*** Begin section ***

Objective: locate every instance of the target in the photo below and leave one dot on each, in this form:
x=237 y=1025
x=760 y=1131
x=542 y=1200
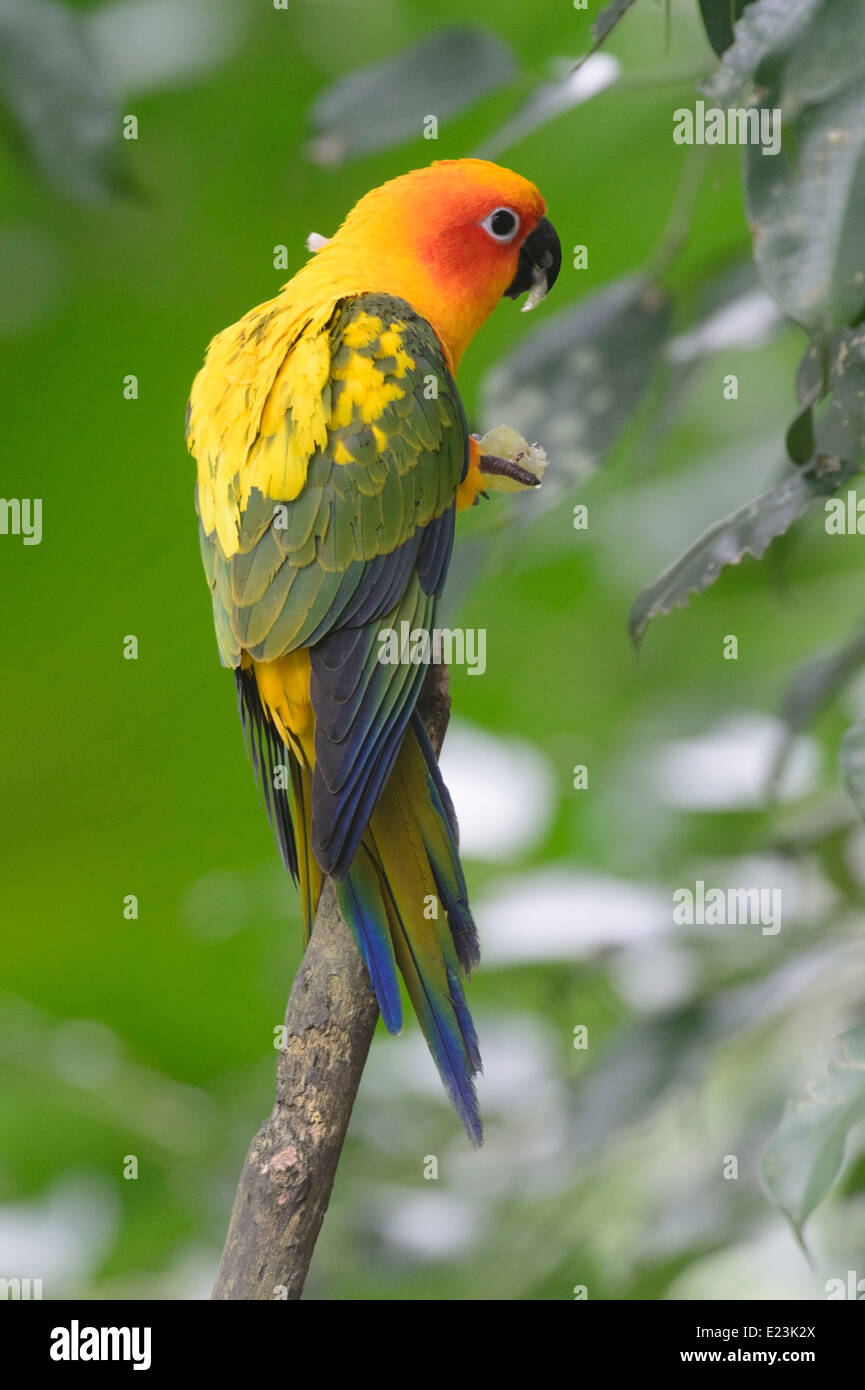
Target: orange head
x=451 y=239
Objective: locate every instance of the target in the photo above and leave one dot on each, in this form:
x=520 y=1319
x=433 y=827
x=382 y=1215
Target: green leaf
x=805 y=205
x=747 y=531
x=811 y=688
x=387 y=103
x=818 y=681
x=576 y=382
x=765 y=32
x=56 y=97
x=718 y=18
x=851 y=759
x=805 y=1154
x=609 y=18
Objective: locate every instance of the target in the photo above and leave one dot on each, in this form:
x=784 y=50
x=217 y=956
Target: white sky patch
x=654 y=976
x=728 y=767
x=568 y=88
x=504 y=792
x=750 y=321
x=142 y=45
x=563 y=915
x=434 y=1225
x=61 y=1236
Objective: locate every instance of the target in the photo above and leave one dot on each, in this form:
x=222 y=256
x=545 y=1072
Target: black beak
x=538 y=264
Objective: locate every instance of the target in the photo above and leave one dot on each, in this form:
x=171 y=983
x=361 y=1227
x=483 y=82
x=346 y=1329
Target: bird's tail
x=403 y=895
x=405 y=900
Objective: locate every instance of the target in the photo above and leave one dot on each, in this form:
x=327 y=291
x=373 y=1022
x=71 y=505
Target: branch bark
x=330 y=1019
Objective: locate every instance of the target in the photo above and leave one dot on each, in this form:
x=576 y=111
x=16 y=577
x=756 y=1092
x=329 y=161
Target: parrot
x=333 y=453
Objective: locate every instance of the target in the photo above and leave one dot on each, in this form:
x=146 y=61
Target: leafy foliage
x=155 y=1036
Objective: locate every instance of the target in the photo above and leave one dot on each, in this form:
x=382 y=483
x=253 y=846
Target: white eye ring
x=502 y=214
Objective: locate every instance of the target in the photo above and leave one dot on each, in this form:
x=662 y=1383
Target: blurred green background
x=153 y=1037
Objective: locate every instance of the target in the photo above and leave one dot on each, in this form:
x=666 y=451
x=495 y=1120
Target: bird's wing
x=359 y=544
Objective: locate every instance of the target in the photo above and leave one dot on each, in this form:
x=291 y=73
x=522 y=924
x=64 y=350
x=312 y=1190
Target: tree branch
x=288 y=1173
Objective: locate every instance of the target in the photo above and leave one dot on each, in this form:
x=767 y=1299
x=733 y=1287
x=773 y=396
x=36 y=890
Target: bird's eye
x=502 y=224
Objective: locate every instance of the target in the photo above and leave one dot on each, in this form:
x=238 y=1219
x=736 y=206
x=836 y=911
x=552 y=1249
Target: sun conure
x=333 y=453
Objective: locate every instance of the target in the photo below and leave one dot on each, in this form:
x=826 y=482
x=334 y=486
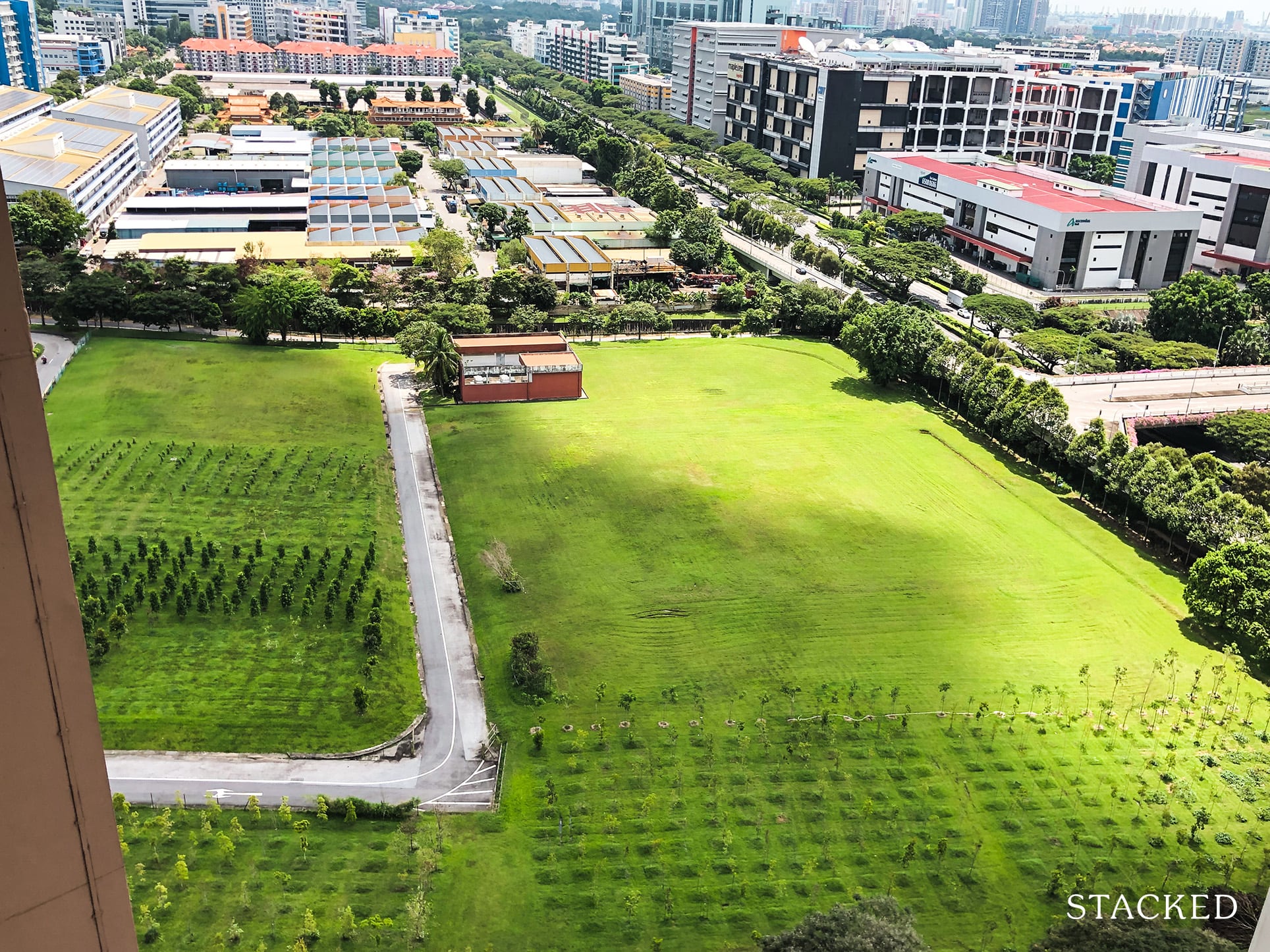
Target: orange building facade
x=514 y=367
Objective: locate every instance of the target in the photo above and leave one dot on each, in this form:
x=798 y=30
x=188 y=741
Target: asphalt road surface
x=449 y=772
x=59 y=351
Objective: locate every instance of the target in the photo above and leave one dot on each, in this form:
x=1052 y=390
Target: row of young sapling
x=215 y=470
x=152 y=575
x=799 y=747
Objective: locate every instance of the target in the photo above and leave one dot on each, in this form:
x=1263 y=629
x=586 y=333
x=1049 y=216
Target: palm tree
x=848 y=190
x=440 y=359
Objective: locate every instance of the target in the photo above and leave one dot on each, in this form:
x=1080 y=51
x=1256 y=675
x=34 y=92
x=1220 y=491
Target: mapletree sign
x=1182 y=905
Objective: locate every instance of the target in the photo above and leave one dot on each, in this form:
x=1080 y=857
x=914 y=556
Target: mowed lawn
x=230 y=444
x=723 y=519
x=744 y=514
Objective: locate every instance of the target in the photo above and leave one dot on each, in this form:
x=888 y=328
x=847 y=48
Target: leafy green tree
x=1245 y=432
x=1120 y=934
x=262 y=309
x=451 y=171
x=873 y=924
x=517 y=226
x=445 y=253
x=891 y=342
x=1252 y=483
x=47 y=221
x=1052 y=347
x=1099 y=169
x=97 y=296
x=423 y=132
x=409 y=160
x=911 y=225
x=1197 y=307
x=42 y=283
x=1003 y=313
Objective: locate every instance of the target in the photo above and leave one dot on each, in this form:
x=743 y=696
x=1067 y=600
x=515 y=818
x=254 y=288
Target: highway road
x=1115 y=396
x=449 y=771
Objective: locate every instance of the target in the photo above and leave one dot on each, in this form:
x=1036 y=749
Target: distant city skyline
x=1254 y=11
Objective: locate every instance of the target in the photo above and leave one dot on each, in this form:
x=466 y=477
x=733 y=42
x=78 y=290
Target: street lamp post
x=1219 y=336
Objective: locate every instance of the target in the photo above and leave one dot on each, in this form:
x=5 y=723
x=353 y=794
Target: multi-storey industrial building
x=651 y=93
x=427 y=27
x=1223 y=174
x=134 y=13
x=822 y=116
x=227 y=22
x=1055 y=230
x=590 y=55
x=98 y=26
x=318 y=24
x=153 y=119
x=88 y=56
x=93 y=168
x=699 y=79
x=657 y=22
x=228 y=55
x=19 y=46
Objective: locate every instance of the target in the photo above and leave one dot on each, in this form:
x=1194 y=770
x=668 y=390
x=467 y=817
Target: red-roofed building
x=412 y=60
x=1225 y=176
x=227 y=55
x=314 y=57
x=1049 y=230
x=400 y=112
x=510 y=367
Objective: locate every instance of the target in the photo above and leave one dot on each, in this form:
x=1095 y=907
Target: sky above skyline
x=1254 y=11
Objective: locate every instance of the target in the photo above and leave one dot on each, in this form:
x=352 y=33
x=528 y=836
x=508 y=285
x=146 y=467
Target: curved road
x=449 y=771
x=59 y=351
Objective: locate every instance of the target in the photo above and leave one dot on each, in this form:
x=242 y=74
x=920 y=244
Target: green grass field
x=230 y=444
x=258 y=889
x=724 y=519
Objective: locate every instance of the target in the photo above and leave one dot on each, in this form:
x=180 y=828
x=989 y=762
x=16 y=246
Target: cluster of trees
x=1182 y=496
x=1215 y=311
x=758 y=224
x=900 y=343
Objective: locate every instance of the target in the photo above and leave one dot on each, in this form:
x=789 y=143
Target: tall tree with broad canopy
x=874 y=924
x=1197 y=307
x=409 y=160
x=891 y=342
x=911 y=225
x=1003 y=313
x=1099 y=169
x=47 y=221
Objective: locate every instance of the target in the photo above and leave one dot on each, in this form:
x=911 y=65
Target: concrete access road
x=1117 y=396
x=57 y=352
x=453 y=770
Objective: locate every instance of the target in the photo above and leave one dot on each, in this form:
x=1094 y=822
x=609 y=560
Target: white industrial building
x=20 y=109
x=153 y=119
x=99 y=26
x=93 y=168
x=1049 y=230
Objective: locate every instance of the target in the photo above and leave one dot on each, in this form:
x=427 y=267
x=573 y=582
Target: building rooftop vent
x=1006 y=188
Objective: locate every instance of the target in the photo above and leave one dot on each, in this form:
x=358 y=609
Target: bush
x=529 y=672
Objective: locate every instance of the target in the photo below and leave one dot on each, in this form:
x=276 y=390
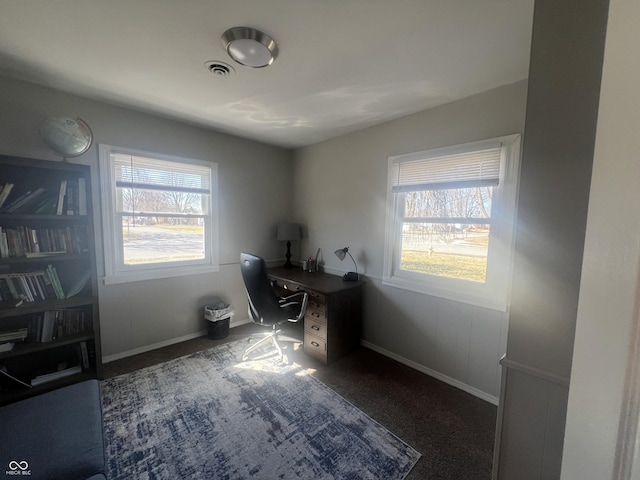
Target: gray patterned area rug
x=210 y=416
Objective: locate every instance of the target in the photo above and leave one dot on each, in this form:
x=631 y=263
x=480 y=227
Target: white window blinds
x=152 y=174
x=454 y=170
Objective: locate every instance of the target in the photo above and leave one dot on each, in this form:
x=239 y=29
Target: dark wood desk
x=333 y=318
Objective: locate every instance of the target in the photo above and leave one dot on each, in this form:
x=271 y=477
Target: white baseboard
x=166 y=343
x=432 y=373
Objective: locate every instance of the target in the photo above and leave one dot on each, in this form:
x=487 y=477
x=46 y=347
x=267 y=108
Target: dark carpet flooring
x=453 y=430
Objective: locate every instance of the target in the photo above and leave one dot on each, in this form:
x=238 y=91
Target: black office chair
x=265 y=307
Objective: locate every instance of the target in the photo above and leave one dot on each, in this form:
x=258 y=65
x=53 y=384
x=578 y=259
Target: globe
x=66 y=136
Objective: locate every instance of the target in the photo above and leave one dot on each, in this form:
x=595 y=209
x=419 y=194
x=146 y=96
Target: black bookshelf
x=48 y=282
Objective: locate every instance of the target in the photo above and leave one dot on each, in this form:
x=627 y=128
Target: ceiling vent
x=219 y=69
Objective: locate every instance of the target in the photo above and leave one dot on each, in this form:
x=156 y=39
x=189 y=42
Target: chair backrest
x=264 y=305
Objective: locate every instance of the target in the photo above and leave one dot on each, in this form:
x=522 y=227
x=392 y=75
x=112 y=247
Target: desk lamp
x=288 y=232
x=349 y=276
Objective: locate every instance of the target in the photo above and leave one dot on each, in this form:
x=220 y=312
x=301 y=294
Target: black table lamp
x=288 y=232
x=349 y=276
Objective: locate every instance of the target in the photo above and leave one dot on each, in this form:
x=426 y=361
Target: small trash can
x=219 y=316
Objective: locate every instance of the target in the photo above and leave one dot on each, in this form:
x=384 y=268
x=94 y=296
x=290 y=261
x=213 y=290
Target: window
x=158 y=213
x=450 y=221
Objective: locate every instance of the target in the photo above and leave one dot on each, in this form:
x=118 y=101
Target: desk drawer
x=313 y=304
x=316 y=347
x=315 y=328
x=318 y=316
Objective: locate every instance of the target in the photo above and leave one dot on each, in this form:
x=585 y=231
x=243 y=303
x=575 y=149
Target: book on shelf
x=50 y=377
x=14 y=335
x=82 y=196
x=24 y=200
x=4 y=192
x=84 y=355
x=31 y=286
x=26 y=241
x=61 y=194
x=58 y=324
x=4 y=373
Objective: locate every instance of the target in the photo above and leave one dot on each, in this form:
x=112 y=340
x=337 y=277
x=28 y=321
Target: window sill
x=158 y=274
x=461 y=293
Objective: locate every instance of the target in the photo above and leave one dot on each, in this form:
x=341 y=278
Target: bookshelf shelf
x=48 y=283
x=28 y=348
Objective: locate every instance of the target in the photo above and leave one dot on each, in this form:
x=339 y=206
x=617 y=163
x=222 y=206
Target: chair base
x=272 y=337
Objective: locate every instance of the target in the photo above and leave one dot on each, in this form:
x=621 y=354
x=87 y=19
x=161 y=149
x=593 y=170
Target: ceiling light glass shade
x=250 y=47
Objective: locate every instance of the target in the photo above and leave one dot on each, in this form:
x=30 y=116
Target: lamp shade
x=288 y=231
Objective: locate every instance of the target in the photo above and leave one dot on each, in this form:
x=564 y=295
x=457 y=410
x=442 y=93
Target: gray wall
x=254 y=196
x=562 y=106
x=340 y=196
x=602 y=436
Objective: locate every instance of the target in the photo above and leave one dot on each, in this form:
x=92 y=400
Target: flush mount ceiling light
x=250 y=47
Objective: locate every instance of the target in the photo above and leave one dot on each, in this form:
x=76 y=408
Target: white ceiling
x=343 y=65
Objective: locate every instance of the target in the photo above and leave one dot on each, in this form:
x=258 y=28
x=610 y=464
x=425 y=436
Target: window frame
x=116 y=271
x=494 y=292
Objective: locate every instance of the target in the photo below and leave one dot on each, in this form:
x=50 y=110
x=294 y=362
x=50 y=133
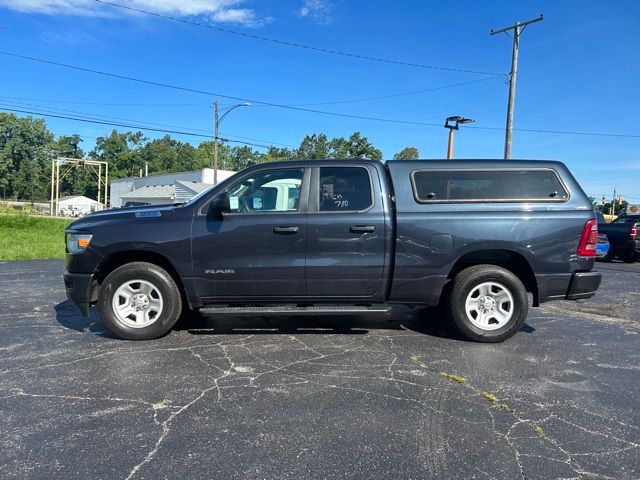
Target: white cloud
x=319 y=11
x=221 y=11
x=240 y=16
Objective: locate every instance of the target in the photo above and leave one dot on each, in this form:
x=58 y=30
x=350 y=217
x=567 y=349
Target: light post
x=453 y=123
x=216 y=124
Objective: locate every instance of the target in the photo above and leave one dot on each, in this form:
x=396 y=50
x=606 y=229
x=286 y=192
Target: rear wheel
x=487 y=303
x=139 y=301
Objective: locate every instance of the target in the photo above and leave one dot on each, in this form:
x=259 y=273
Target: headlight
x=77 y=242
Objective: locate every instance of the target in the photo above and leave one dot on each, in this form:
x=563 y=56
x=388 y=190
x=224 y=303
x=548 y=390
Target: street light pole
x=215 y=142
x=453 y=123
x=517 y=28
x=216 y=125
x=450 y=145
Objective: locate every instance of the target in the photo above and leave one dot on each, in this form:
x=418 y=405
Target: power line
x=73 y=102
x=212 y=94
x=294 y=44
x=415 y=92
x=95 y=116
x=301 y=109
x=125 y=125
x=560 y=132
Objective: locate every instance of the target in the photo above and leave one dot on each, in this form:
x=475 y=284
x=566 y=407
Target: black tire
x=611 y=254
x=163 y=291
x=470 y=281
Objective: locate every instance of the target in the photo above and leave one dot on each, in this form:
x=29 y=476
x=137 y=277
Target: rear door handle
x=286 y=229
x=362 y=228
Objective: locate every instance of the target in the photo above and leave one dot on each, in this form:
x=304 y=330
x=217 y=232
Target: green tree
x=25 y=155
x=277 y=154
x=314 y=147
x=166 y=155
x=356 y=146
x=122 y=151
x=68 y=146
x=407 y=153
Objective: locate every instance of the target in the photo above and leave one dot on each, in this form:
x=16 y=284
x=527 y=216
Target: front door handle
x=362 y=228
x=286 y=229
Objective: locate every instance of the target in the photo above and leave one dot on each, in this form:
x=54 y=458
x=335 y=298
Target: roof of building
x=152 y=191
x=180 y=190
x=197 y=187
x=82 y=197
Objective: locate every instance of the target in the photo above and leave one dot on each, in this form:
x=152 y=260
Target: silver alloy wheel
x=489 y=306
x=137 y=303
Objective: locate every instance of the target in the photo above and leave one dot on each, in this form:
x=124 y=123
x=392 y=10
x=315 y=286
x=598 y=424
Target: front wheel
x=139 y=301
x=487 y=303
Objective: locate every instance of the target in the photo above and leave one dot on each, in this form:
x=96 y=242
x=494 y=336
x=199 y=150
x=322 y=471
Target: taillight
x=588 y=239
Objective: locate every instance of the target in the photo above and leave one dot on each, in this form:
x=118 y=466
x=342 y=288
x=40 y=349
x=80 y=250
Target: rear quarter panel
x=432 y=237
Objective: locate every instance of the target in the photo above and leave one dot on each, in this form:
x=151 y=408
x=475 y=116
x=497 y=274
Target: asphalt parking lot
x=354 y=397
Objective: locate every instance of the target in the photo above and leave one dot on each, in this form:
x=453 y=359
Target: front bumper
x=79 y=287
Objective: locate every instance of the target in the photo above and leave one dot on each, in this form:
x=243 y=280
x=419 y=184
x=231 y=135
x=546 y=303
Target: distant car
x=602 y=247
x=622 y=234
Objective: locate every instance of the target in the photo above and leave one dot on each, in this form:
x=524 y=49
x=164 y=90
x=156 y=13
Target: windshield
x=197 y=197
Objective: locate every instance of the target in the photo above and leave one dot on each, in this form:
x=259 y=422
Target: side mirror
x=220 y=205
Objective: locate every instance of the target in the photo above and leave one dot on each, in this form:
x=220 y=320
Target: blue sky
x=578 y=71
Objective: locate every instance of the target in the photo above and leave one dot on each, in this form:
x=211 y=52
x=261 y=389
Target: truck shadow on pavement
x=427 y=321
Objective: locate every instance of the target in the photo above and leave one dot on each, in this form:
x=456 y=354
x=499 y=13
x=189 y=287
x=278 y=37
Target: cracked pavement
x=336 y=397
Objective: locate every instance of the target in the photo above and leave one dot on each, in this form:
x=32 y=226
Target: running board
x=297 y=310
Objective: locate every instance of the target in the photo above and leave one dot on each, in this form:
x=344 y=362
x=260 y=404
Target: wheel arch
x=513 y=261
x=117 y=259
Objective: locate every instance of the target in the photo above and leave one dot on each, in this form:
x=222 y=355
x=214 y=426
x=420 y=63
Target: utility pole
x=517 y=28
x=215 y=142
x=216 y=124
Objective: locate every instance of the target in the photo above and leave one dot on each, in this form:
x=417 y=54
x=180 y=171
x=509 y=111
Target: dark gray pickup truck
x=340 y=237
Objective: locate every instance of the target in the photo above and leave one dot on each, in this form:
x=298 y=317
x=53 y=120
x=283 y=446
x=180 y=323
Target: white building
x=76 y=205
x=162 y=189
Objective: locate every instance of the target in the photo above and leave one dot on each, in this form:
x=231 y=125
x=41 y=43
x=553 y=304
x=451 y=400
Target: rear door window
x=487 y=185
x=345 y=189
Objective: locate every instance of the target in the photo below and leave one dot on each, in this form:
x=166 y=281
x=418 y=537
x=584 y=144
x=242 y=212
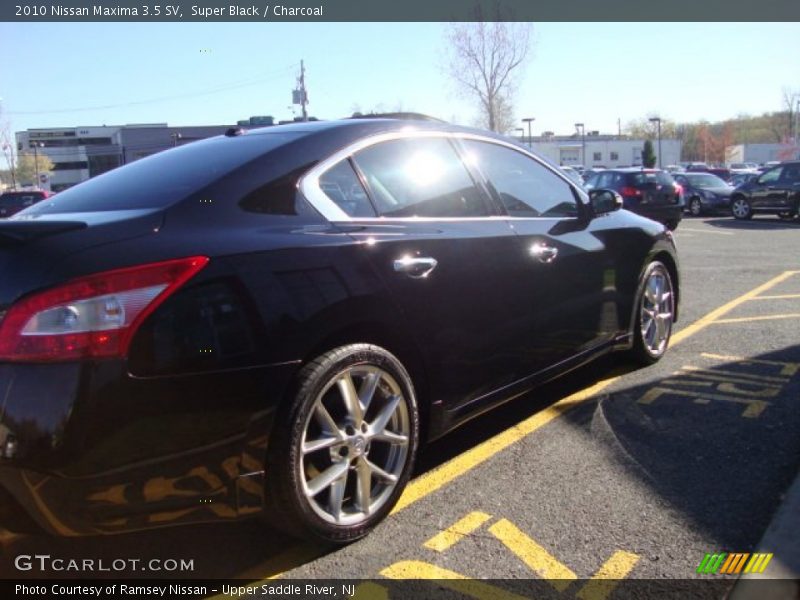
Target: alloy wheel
x=355 y=445
x=657 y=311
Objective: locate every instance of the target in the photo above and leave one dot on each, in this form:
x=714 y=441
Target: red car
x=13 y=202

*** End section ***

WHAT NEEDS TO BE DONE
Extract from the records above the lines from the one containing "x=260 y=404" to the one containing "x=451 y=400", both lines included, exactly as they appear and with nothing else.

EXPECTED ANSWER
x=260 y=404
Target: wheel arch
x=513 y=261
x=117 y=259
Objective: locate every instance of the target in the photo above and leave one dot on each, in this form:
x=222 y=355
x=214 y=426
x=420 y=63
Target: utility pole
x=517 y=28
x=215 y=142
x=216 y=124
Objective: locate every instance of the target in the photo above and leave one dot on each, in this form:
x=417 y=54
x=180 y=171
x=509 y=111
Target: dark gray pickup truck
x=340 y=237
Objective: locate every instance of the target in the photo above and leave one dot on each, in this form:
x=298 y=317
x=53 y=120
x=283 y=446
x=180 y=323
Target: white building
x=76 y=205
x=162 y=189
Objective: locate every instance of the target in the photo above and leave one dot on each, in this form:
x=231 y=125
x=41 y=43
x=553 y=304
x=451 y=400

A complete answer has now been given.